Identify every line in the records below that contains the word "mirror", and copy each of those lines. Treat the match as case-sensitive.

Start of Records shown

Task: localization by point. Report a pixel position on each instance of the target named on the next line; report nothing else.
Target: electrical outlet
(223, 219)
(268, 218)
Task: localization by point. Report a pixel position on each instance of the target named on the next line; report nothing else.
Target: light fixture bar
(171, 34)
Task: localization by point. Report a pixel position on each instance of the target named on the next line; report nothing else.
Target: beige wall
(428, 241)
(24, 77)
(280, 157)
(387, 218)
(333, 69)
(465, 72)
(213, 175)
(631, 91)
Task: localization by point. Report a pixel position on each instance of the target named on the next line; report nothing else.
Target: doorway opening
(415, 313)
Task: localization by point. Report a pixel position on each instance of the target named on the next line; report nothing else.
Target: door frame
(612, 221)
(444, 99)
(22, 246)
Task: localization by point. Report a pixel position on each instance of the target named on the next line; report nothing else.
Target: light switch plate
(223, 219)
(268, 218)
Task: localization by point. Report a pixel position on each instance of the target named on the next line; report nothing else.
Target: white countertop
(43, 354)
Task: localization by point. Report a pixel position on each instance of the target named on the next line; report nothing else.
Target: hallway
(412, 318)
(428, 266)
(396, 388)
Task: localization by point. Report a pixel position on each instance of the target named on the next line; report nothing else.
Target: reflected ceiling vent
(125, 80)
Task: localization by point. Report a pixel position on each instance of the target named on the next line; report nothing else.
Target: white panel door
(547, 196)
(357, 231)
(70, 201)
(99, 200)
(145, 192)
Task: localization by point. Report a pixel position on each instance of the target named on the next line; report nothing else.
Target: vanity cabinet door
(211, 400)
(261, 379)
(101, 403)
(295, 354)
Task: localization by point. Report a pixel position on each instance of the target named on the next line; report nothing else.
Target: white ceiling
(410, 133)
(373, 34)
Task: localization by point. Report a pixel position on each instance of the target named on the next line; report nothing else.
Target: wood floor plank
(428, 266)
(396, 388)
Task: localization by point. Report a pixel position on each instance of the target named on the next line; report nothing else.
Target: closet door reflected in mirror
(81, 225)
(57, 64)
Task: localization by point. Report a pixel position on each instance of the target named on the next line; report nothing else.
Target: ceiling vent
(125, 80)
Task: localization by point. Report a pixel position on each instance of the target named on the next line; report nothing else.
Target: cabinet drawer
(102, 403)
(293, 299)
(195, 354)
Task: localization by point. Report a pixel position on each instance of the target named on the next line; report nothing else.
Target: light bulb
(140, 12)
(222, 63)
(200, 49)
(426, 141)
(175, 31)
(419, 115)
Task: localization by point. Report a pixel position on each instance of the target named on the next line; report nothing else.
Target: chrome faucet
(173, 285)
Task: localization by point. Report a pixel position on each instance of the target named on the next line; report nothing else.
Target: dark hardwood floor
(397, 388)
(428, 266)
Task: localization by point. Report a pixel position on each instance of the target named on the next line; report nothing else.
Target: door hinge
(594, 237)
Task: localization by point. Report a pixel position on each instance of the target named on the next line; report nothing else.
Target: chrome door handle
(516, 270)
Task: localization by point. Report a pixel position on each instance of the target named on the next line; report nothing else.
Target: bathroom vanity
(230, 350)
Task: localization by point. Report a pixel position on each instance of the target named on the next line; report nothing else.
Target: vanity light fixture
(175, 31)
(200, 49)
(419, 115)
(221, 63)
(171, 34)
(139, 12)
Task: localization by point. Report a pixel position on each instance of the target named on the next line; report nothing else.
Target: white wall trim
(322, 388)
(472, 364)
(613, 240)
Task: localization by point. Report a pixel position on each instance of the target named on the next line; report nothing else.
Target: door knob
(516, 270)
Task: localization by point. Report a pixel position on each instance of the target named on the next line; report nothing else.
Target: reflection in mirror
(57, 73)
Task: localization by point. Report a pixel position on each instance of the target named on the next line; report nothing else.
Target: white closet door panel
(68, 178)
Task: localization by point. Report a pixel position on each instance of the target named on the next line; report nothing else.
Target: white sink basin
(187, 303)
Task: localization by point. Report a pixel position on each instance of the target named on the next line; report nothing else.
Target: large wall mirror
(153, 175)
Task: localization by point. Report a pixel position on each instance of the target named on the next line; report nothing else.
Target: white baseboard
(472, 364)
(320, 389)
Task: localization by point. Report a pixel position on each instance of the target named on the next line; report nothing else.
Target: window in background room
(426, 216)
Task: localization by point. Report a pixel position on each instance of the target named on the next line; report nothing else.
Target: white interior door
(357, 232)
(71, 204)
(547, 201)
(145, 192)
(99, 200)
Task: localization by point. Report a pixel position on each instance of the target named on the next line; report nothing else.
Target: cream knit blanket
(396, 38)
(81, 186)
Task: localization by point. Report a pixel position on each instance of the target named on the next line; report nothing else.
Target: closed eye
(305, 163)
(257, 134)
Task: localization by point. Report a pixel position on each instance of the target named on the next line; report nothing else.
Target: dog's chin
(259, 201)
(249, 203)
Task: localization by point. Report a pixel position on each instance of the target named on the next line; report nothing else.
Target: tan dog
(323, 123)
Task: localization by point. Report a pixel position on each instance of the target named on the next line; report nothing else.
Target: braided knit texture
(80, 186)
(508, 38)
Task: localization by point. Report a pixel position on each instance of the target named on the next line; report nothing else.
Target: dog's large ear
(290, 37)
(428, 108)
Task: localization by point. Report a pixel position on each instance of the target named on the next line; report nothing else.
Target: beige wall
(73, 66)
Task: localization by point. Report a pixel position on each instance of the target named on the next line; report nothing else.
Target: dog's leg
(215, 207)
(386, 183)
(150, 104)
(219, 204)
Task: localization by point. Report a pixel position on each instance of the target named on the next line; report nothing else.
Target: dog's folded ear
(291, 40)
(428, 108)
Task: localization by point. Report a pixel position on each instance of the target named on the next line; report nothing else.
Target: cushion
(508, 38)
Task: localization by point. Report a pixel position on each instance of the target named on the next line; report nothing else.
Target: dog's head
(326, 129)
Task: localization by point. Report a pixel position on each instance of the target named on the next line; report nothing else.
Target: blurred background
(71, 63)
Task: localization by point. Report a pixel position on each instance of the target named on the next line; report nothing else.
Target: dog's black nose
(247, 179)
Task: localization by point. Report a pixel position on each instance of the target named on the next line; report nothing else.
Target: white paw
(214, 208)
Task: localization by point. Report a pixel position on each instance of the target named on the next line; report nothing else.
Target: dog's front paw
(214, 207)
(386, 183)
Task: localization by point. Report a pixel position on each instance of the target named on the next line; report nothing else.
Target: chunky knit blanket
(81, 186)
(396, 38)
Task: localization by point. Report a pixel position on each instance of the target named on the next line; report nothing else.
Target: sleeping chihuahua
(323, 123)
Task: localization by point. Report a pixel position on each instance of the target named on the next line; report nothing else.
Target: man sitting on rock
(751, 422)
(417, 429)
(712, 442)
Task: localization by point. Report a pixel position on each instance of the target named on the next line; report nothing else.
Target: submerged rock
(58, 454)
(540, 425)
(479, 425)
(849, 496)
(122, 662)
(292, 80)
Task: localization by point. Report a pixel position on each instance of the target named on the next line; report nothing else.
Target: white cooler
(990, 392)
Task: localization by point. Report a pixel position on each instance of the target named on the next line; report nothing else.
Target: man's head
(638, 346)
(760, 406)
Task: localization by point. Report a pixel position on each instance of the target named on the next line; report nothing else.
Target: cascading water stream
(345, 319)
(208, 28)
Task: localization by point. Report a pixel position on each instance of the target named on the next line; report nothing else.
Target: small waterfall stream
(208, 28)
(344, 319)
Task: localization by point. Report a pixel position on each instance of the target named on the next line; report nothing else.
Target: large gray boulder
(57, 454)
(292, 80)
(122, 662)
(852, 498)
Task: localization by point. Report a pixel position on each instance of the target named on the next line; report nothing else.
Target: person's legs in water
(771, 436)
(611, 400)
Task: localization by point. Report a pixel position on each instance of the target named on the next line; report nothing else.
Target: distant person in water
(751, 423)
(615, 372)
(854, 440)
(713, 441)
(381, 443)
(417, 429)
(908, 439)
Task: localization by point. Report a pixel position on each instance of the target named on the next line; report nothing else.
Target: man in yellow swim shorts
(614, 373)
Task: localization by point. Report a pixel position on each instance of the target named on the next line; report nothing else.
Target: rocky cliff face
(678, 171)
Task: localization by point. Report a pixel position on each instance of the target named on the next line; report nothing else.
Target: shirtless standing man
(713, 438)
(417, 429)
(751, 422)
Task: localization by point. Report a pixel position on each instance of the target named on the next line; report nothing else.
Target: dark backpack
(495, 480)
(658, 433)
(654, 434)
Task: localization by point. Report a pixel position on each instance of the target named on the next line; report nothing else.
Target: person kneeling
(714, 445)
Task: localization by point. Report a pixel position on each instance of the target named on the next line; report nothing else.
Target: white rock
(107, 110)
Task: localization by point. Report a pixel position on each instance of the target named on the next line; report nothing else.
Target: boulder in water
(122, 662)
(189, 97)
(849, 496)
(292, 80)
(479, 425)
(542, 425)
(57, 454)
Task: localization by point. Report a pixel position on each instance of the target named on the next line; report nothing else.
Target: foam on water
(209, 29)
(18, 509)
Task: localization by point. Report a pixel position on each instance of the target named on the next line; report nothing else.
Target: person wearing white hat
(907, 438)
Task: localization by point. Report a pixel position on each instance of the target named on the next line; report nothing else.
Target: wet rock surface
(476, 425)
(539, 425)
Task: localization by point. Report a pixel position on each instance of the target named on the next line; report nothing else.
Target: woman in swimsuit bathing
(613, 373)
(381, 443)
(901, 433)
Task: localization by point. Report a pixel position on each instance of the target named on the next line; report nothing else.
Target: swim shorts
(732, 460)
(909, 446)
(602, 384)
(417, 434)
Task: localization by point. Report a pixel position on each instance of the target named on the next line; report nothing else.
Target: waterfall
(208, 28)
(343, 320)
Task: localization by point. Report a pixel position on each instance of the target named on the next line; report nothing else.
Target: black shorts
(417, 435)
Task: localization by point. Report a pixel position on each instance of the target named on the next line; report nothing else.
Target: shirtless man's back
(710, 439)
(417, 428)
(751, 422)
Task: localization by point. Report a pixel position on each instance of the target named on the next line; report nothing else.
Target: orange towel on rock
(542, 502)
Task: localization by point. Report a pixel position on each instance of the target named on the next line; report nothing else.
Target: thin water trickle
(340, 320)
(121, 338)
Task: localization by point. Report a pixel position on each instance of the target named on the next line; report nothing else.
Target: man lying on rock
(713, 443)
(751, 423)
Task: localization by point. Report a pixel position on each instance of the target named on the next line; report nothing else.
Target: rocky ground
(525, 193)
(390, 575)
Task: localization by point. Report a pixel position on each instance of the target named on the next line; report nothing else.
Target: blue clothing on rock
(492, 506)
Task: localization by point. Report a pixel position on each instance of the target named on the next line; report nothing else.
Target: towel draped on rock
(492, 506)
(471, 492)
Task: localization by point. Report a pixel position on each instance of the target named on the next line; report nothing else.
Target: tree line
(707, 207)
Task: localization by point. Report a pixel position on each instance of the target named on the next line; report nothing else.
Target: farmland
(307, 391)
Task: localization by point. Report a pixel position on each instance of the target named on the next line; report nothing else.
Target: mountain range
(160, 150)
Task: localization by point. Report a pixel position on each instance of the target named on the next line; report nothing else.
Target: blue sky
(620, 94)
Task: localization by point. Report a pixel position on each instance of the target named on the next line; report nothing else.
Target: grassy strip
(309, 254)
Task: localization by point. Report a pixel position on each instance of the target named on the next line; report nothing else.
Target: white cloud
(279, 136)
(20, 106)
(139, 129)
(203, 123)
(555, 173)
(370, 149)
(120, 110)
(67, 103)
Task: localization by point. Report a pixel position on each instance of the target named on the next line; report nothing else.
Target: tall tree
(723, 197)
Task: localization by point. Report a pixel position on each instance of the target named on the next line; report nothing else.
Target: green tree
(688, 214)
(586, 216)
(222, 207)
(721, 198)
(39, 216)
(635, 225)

End of Records shown

Solution to this exercise |
Target: closet door reflected in mirror
Target: reflection in mirror
Target: large wall mirror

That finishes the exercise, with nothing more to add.